**TASK DESCRIPTION:** Give back only the lines from the one with "Target: balcony" through the last line of the data, exactly as they appear.

**MATERIAL FOR THE TASK:**

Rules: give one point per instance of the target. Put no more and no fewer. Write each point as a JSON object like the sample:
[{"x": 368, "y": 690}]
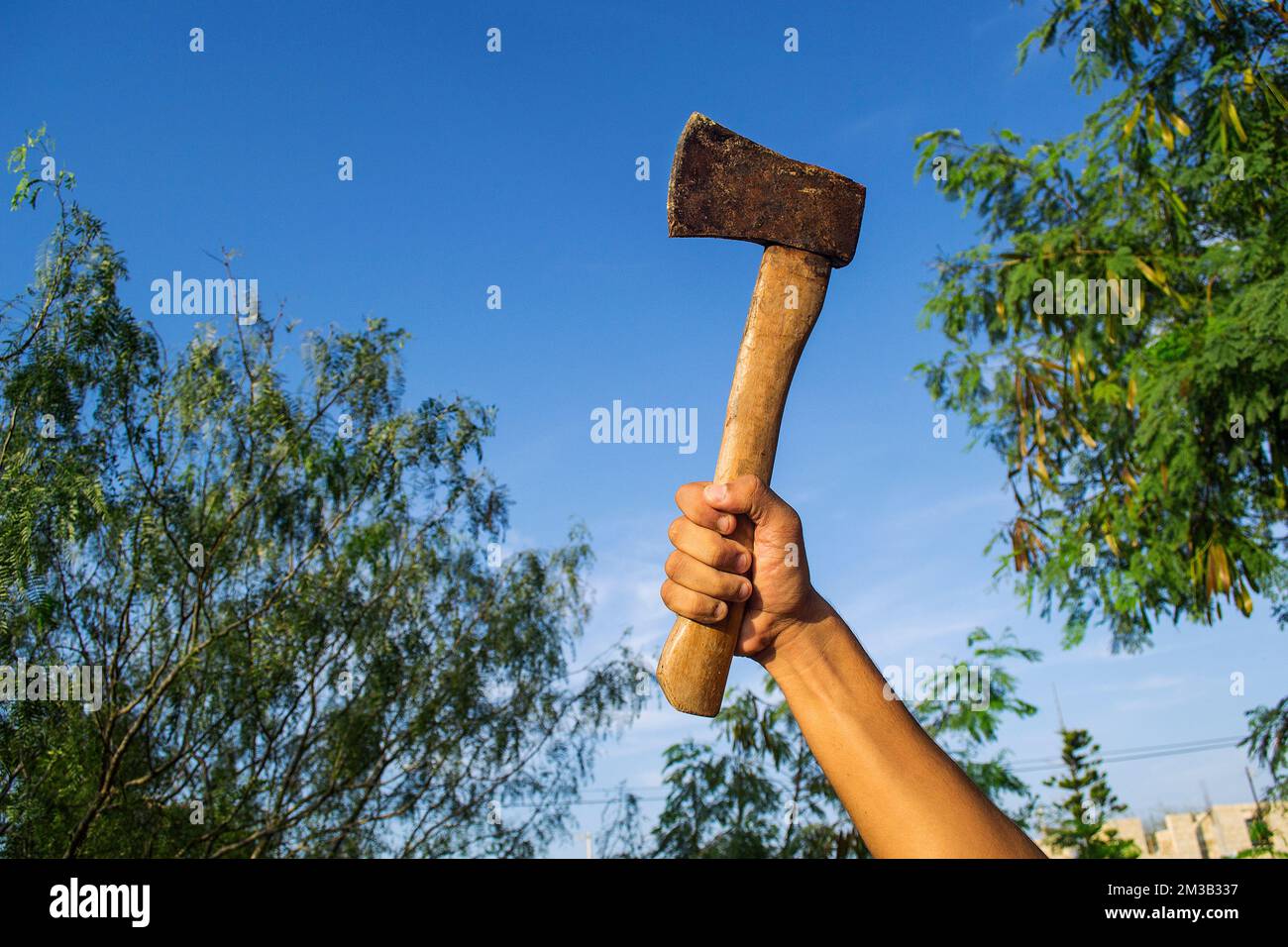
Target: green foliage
[
  {"x": 1267, "y": 745},
  {"x": 756, "y": 791},
  {"x": 1120, "y": 429},
  {"x": 1090, "y": 801},
  {"x": 297, "y": 621}
]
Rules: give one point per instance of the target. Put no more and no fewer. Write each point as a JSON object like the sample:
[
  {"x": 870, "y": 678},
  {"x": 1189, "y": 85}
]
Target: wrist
[{"x": 803, "y": 641}]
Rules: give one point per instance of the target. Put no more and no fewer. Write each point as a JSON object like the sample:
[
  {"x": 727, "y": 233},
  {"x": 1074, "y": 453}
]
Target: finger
[
  {"x": 697, "y": 577},
  {"x": 708, "y": 547},
  {"x": 750, "y": 495},
  {"x": 692, "y": 604},
  {"x": 698, "y": 510}
]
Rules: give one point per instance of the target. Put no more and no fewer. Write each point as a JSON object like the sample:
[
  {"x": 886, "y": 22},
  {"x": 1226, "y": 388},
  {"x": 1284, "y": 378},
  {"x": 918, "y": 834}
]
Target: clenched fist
[{"x": 708, "y": 569}]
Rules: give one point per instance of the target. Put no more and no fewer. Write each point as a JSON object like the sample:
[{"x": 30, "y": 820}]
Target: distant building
[{"x": 1219, "y": 832}]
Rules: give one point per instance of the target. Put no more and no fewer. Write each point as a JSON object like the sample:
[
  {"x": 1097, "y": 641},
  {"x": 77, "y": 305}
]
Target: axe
[{"x": 807, "y": 221}]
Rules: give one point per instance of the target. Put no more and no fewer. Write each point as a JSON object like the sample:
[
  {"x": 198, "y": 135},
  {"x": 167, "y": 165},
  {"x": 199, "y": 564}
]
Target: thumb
[{"x": 750, "y": 495}]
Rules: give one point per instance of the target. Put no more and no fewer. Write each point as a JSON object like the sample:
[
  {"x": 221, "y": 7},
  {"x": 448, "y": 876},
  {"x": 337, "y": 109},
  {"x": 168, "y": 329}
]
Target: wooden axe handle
[{"x": 785, "y": 305}]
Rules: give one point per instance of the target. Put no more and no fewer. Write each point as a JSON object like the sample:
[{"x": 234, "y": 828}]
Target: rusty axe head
[{"x": 726, "y": 185}]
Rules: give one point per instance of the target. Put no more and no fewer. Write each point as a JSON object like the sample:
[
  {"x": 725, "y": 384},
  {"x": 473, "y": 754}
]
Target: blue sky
[{"x": 518, "y": 170}]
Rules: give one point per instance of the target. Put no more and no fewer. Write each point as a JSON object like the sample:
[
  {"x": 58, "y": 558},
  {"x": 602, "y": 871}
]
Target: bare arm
[{"x": 906, "y": 795}]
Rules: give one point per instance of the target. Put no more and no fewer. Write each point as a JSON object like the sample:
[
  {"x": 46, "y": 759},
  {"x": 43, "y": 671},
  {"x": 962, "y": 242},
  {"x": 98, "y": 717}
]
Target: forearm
[{"x": 906, "y": 796}]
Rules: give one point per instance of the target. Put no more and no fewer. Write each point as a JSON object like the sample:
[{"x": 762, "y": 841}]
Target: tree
[
  {"x": 309, "y": 642},
  {"x": 1090, "y": 801},
  {"x": 758, "y": 792},
  {"x": 1144, "y": 423}
]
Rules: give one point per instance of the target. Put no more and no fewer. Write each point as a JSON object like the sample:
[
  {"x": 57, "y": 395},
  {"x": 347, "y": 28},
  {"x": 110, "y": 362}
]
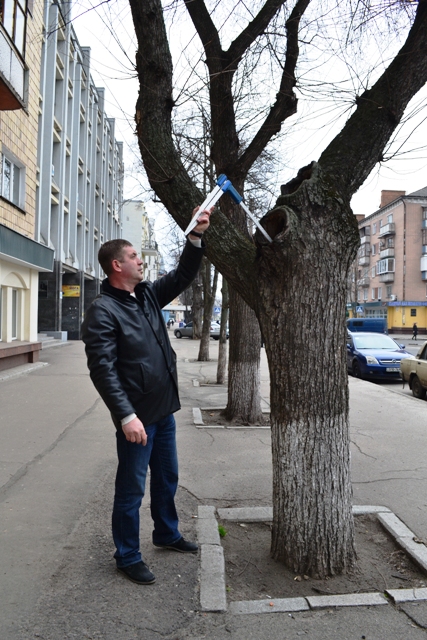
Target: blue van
[{"x": 376, "y": 325}]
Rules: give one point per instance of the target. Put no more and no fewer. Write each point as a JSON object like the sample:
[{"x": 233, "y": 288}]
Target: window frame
[
  {"x": 15, "y": 12},
  {"x": 15, "y": 191}
]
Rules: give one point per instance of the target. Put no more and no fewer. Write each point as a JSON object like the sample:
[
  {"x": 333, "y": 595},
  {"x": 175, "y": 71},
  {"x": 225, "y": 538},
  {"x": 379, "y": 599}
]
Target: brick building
[{"x": 390, "y": 274}]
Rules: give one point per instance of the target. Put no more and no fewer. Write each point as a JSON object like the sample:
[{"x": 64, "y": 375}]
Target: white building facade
[{"x": 80, "y": 177}]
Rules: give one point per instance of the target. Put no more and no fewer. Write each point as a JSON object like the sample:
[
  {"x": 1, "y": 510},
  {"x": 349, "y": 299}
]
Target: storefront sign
[{"x": 71, "y": 290}]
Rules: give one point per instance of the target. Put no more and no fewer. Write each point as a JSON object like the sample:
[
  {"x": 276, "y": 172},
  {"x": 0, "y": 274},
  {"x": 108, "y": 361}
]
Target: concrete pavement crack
[
  {"x": 22, "y": 471},
  {"x": 384, "y": 480},
  {"x": 361, "y": 451}
]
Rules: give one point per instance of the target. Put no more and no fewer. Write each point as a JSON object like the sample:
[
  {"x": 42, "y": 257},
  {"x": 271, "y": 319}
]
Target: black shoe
[
  {"x": 181, "y": 545},
  {"x": 138, "y": 573}
]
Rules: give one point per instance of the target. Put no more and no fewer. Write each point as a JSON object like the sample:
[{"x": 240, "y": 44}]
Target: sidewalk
[{"x": 58, "y": 462}]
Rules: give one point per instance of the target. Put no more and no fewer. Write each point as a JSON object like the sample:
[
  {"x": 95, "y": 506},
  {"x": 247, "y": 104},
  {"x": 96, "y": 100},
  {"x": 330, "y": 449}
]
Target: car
[
  {"x": 414, "y": 371},
  {"x": 187, "y": 331},
  {"x": 374, "y": 355},
  {"x": 367, "y": 325}
]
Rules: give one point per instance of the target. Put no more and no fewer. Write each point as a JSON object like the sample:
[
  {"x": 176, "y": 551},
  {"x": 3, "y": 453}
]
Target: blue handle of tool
[{"x": 227, "y": 187}]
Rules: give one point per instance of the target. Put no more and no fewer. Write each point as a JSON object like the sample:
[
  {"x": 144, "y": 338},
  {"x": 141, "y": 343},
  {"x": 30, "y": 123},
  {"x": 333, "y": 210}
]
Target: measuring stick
[{"x": 224, "y": 186}]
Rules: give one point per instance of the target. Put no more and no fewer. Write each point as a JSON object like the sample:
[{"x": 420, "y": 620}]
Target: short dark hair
[{"x": 111, "y": 250}]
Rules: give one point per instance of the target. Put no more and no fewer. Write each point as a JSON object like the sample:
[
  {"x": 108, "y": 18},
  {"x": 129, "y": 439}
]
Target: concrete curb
[
  {"x": 21, "y": 370},
  {"x": 212, "y": 573}
]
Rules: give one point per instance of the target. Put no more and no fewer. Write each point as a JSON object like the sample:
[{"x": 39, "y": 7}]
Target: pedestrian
[
  {"x": 133, "y": 367},
  {"x": 414, "y": 331}
]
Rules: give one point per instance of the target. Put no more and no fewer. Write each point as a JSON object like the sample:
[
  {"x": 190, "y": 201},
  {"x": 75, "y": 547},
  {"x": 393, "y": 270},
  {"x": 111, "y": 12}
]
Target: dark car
[
  {"x": 187, "y": 331},
  {"x": 374, "y": 355}
]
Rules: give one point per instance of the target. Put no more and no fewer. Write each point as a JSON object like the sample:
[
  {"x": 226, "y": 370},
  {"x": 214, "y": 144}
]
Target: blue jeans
[{"x": 160, "y": 454}]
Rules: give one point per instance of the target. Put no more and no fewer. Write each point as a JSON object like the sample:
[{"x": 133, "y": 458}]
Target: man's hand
[
  {"x": 202, "y": 219},
  {"x": 134, "y": 432}
]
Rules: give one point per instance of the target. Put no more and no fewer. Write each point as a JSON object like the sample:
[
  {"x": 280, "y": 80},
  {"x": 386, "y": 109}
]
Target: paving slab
[
  {"x": 246, "y": 514},
  {"x": 212, "y": 579},
  {"x": 347, "y": 600},
  {"x": 276, "y": 605},
  {"x": 407, "y": 595}
]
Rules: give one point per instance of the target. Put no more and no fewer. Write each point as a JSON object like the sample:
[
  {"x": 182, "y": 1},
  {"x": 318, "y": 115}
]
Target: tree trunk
[
  {"x": 209, "y": 292},
  {"x": 222, "y": 347},
  {"x": 244, "y": 400},
  {"x": 313, "y": 530},
  {"x": 197, "y": 307}
]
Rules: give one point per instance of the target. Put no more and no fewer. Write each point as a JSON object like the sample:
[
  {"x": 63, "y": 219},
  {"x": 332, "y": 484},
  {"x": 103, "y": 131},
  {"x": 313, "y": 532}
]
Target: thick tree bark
[
  {"x": 222, "y": 347},
  {"x": 197, "y": 307},
  {"x": 244, "y": 400},
  {"x": 313, "y": 524}
]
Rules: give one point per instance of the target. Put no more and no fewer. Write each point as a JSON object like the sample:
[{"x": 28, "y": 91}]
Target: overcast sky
[{"x": 111, "y": 67}]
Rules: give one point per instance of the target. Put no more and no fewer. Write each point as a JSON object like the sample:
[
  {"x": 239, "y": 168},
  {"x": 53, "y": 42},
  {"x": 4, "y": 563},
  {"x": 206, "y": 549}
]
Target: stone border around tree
[
  {"x": 198, "y": 420},
  {"x": 213, "y": 594}
]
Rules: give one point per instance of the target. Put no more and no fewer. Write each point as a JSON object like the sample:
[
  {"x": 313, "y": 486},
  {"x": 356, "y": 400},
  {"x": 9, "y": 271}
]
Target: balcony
[
  {"x": 13, "y": 76},
  {"x": 387, "y": 230}
]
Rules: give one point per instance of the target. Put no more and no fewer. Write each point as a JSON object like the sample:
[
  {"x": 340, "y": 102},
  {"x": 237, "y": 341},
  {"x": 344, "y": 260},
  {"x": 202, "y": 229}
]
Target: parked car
[
  {"x": 374, "y": 355},
  {"x": 187, "y": 331},
  {"x": 376, "y": 325},
  {"x": 414, "y": 371}
]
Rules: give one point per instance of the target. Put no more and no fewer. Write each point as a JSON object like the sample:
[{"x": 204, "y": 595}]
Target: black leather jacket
[{"x": 129, "y": 355}]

**EXPECTED ANSWER:**
Target: balcony
[
  {"x": 13, "y": 76},
  {"x": 387, "y": 230}
]
Rules: give one point per instance of the target. Put no more and no fewer. Write each point as a JSON object like the sample:
[
  {"x": 340, "y": 102},
  {"x": 237, "y": 341},
  {"x": 344, "y": 260},
  {"x": 202, "y": 229}
]
Target: parked car
[
  {"x": 374, "y": 355},
  {"x": 187, "y": 331},
  {"x": 376, "y": 325},
  {"x": 414, "y": 371}
]
Rules: give one point per instance of the target. Put no more and no fewer. Write each point as a JSON object like the sample:
[{"x": 204, "y": 595}]
Target: black leather jacket
[{"x": 129, "y": 355}]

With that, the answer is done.